Fast Food Salt Content Varies Widely
Posted April 25, 2012
They might look like the same Chicken McNuggets. But depending upon whether you buy them at a McDonald's restaurant in London or Augusta, the amount of salt that comes along in them could vary widely, and that could have implications for your health, according to a study out Monday.
Research teams in six countries looked at multinational fast-food chains that operate across the globe and specifically looked at the salt content of their offerings. Excess salt in the diet is a leading cause of hypertension, along with lack of exercise and obesity, said Robin Borders, a registered dietitian with Medical College of Georgia Hospital and Clinics. Reducing salt intake modestly across the board could save as many lives as smoking cessation efforts, the authors write in the study, published in the Canadian Medical Association Journal.
But when looking at fast food offerings from the same company but in different countries, the amount of salt intake was vastly different in some cases. McDonald's Chicken McNuggets, for instance, had 2.5 times more salt in the U.S. than in the version served in the United Kingdom, the study notes. There was also wide variation between companies with similar products. The salt level in sandwiches from Pizza Hut tended to be 70 percent higher than those from Subway, according to the study. The authors note that there is an effort in the UK between the government and companies to lower the amount of salt offered in foods, which could be having an impact already. This could also refute arguments from the food industry that retooling to use less salt would be a substantial burden, the authors note.

GIVEN ENTRIES

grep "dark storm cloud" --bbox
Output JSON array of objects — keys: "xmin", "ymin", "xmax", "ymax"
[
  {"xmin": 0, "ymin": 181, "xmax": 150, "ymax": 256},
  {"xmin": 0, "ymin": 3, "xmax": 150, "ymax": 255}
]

WORK REQUEST 1
In the article on fast-food salt content, how much more salt did McDonald's Chicken McNuggets have in the U.S. than in the United Kingdom?
WORK REQUEST 2
Carry on the article about fast-food salt content from its final sentence.

TASK OUTPUT 1
They had 2.5 times more salt in the U.S.

TASK OUTPUT 2
"Decreasing salt in fast foods would appear to be technically feasible and is likely to produce important gains in population health -- the mean salt levels of fast foods are high and these foods are eaten often," the study concludes.
That salt content is often overlooked when people eat out, Borders said.
"Most people don't realize it," she said. The problem comes from eating processed and prepared foods where salt is often used as a preservative, Borders said. Even with salads, dressing can add a big dose of sodium and add-ons like croutons and other additions can add up, she said.
"You just have to look at each item," Borders said.